▸ Short task: Make an exact copy of the entries below.

▸ Material for the task:
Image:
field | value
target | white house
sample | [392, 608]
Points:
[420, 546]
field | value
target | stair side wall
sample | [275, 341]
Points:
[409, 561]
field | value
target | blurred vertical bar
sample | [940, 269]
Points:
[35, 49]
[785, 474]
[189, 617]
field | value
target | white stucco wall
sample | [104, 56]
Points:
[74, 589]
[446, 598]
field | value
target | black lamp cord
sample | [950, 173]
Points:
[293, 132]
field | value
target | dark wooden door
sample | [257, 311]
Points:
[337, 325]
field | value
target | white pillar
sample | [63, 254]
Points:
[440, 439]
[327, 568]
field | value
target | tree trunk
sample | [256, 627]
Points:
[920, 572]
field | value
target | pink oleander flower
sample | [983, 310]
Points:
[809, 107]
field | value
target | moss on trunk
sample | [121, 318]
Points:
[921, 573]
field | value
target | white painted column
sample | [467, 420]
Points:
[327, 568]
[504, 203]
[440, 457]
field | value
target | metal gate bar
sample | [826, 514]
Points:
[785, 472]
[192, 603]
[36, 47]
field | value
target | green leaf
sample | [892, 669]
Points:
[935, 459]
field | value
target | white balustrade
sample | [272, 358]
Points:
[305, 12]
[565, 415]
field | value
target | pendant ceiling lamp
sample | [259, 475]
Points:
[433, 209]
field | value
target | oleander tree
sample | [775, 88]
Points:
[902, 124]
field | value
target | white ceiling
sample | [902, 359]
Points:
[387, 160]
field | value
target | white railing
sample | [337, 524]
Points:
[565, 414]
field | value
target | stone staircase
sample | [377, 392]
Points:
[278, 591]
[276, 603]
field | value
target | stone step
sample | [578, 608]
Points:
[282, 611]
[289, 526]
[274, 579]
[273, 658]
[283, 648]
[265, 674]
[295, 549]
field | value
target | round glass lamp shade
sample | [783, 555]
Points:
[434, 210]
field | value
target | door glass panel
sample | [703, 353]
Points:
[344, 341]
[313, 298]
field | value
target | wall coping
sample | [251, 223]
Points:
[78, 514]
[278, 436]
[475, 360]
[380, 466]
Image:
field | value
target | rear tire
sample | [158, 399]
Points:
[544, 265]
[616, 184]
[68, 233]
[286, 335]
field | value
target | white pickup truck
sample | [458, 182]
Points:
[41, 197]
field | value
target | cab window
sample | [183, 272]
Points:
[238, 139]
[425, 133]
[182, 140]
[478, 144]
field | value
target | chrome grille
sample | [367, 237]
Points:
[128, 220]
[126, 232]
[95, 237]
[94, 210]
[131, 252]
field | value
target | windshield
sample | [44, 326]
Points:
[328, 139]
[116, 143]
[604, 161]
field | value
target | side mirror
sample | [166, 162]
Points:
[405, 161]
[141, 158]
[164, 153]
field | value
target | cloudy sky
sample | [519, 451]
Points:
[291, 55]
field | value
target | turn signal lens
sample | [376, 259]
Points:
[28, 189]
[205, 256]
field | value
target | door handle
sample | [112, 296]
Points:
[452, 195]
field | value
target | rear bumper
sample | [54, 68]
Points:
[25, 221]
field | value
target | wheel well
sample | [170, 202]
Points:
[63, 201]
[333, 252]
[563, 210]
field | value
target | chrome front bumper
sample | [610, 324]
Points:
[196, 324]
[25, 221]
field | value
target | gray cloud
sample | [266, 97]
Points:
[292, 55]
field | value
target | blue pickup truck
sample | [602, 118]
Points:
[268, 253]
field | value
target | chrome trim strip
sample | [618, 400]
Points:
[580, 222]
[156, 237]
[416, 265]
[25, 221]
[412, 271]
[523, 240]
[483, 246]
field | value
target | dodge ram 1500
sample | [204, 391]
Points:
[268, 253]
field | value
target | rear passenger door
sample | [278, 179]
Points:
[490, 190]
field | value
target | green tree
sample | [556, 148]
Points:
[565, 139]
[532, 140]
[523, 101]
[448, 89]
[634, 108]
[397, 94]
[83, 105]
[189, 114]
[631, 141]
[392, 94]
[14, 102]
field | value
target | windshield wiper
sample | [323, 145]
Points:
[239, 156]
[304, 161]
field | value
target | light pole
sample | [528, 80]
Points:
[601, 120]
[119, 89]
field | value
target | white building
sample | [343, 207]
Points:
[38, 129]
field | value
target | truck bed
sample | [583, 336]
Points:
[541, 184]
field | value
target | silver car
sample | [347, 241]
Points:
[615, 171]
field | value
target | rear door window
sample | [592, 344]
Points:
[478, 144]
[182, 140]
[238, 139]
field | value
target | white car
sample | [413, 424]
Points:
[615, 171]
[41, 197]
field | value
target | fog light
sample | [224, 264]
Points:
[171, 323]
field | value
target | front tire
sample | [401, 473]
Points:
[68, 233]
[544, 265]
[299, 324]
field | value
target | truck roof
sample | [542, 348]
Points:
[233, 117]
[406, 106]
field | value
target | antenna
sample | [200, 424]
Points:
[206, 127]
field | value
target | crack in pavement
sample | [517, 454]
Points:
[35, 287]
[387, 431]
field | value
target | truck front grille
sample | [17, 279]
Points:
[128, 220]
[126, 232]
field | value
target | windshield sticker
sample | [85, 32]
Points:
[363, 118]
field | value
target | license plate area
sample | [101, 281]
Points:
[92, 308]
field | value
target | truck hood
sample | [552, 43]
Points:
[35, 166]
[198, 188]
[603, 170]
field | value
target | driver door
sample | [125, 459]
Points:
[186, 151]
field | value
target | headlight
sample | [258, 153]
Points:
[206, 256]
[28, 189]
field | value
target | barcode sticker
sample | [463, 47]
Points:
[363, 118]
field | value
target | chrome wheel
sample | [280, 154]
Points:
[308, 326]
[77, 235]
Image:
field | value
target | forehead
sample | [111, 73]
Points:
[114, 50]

▸ Task solution:
Image:
field | value
target | white house
sample | [392, 608]
Points:
[420, 546]
field | value
target | stair side wall
sample | [275, 341]
Points:
[409, 561]
field | value
target | blurred vertical bar
sample | [940, 269]
Points:
[35, 49]
[785, 474]
[189, 617]
field | value
target | white stucco wall
sample | [104, 56]
Points:
[74, 589]
[446, 598]
field | value
target | black lamp cord
sample | [950, 173]
Points:
[293, 132]
field | value
target | dark wooden door
sample | [257, 311]
Points:
[337, 325]
field | value
target | white pillar
sample | [63, 254]
Points:
[440, 439]
[327, 568]
field | value
target | tree trunk
sample | [256, 627]
Points:
[920, 572]
field | value
target | pink oleander flower
sample | [983, 310]
Points:
[809, 107]
field | value
target | moss on trunk
sample | [121, 318]
Points:
[921, 573]
field | value
target | white painted column
sample | [467, 420]
Points:
[327, 568]
[504, 203]
[440, 457]
field | value
target | metal gate bar
sample | [826, 514]
Points:
[785, 472]
[192, 603]
[36, 47]
field | value
target | green leaf
sample | [892, 669]
Points:
[935, 459]
field | value
target | white balustrade
sample | [272, 358]
Points:
[305, 12]
[565, 415]
field | value
target | pendant ceiling lamp
sample | [259, 475]
Points:
[433, 209]
field | value
target | oleander tree
sample | [775, 88]
Points:
[902, 124]
field | value
target | white ceiling
sample | [902, 359]
Points:
[387, 160]
field | value
target | white railing
sample | [337, 524]
Points:
[565, 414]
field | value
target | stone staircase
sample | [377, 392]
Points:
[278, 591]
[276, 603]
field | value
target | stone step
sample | [578, 608]
Points:
[282, 611]
[289, 526]
[274, 579]
[273, 658]
[283, 648]
[265, 674]
[295, 549]
field | value
target | round glass lamp shade
sample | [783, 555]
Points:
[434, 210]
field | value
target | door glass panel
sample | [703, 353]
Points:
[344, 341]
[313, 298]
field | value
target | wall coping
sample | [251, 223]
Points:
[78, 514]
[278, 436]
[475, 360]
[380, 466]
Image:
field | value
target | rear tire
sample | [158, 399]
Points:
[544, 265]
[616, 184]
[68, 233]
[286, 335]
field | value
target | white pickup truck
sample | [458, 182]
Points:
[41, 197]
field | value
target | cab window
sample | [183, 272]
Points:
[238, 139]
[425, 133]
[182, 140]
[478, 144]
field | value
target | chrome grille
sample | [367, 237]
Points:
[128, 220]
[126, 232]
[95, 237]
[94, 210]
[131, 252]
field | value
target | windshield
sample | [44, 326]
Points:
[328, 139]
[116, 143]
[604, 161]
field | value
target | side mirror
sample | [166, 162]
Points:
[405, 161]
[141, 158]
[164, 153]
field | value
target | cloudy sky
sample | [519, 451]
Points:
[291, 55]
field | value
target | turn signal lens
sample | [376, 259]
Points:
[28, 189]
[205, 256]
field | value
target | door handle
sample | [112, 296]
Points:
[452, 195]
field | value
target | rear bumper
sample | [54, 68]
Points:
[25, 221]
field | value
target | wheel well
sample | [170, 202]
Points:
[63, 201]
[333, 252]
[563, 210]
field | value
target | chrome front bumper
sample | [610, 324]
Points:
[196, 324]
[25, 221]
field | value
target | gray cloud
sample | [266, 97]
Points:
[292, 55]
field | value
target | blue pickup truck
sample | [602, 118]
Points:
[268, 253]
field | value
target | chrome trim strip
sample | [618, 400]
Points:
[580, 222]
[156, 237]
[416, 265]
[25, 221]
[412, 271]
[523, 240]
[483, 246]
field | value
target | dodge ram 1500
sample | [204, 391]
Points:
[268, 253]
field | value
target | rear passenger door
sample | [278, 179]
Points:
[490, 190]
field | value
target | green tree
sample | [556, 148]
Points:
[565, 139]
[532, 140]
[523, 101]
[448, 89]
[634, 108]
[397, 94]
[83, 105]
[189, 114]
[631, 141]
[392, 94]
[14, 102]
field | value
target | windshield wiper
sample | [323, 145]
Points:
[239, 156]
[304, 161]
field | value
target | light pole
sample | [528, 80]
Points:
[601, 120]
[119, 89]
field | value
target | white building
sample | [343, 207]
Points:
[38, 129]
field | value
target | truck bed
sample | [583, 336]
Points:
[541, 184]
field | value
target | silver car
sample | [347, 241]
Points:
[615, 171]
field | value
target | rear door window
sample | [592, 344]
Points:
[478, 144]
[182, 140]
[238, 139]
field | value
target | white car
sample | [413, 424]
Points:
[615, 171]
[41, 197]
field | value
target | fog light
sample | [224, 264]
Points:
[171, 323]
field | value
target | front tire
sample | [401, 473]
Points:
[68, 233]
[544, 265]
[299, 324]
field | value
target | truck roof
sample | [542, 348]
Points:
[233, 117]
[406, 106]
field | value
target | antenna
sample | [200, 424]
Points:
[206, 127]
field | value
target | crack in pavement
sample | [517, 454]
Points:
[35, 287]
[387, 431]
field | value
target | truck front grille
sample | [17, 279]
Points:
[128, 220]
[126, 232]
field | value
target | windshield sticker
sample | [85, 32]
Points:
[363, 118]
field | value
target | license plate area
sample | [101, 281]
Points:
[92, 308]
field | value
target | truck hood
sample | [552, 43]
Points:
[35, 166]
[198, 188]
[603, 170]
field | value
target | driver door
sample | [125, 459]
Points:
[186, 151]
field | value
target | headlight
sample | [258, 153]
Points:
[206, 256]
[28, 189]
field | value
target | barcode sticker
sample | [463, 47]
Points:
[363, 118]
field | value
target | chrome wheel
sample | [280, 154]
Points:
[308, 326]
[77, 235]
Image:
field | value
target | forehead
sample | [111, 73]
Points:
[114, 50]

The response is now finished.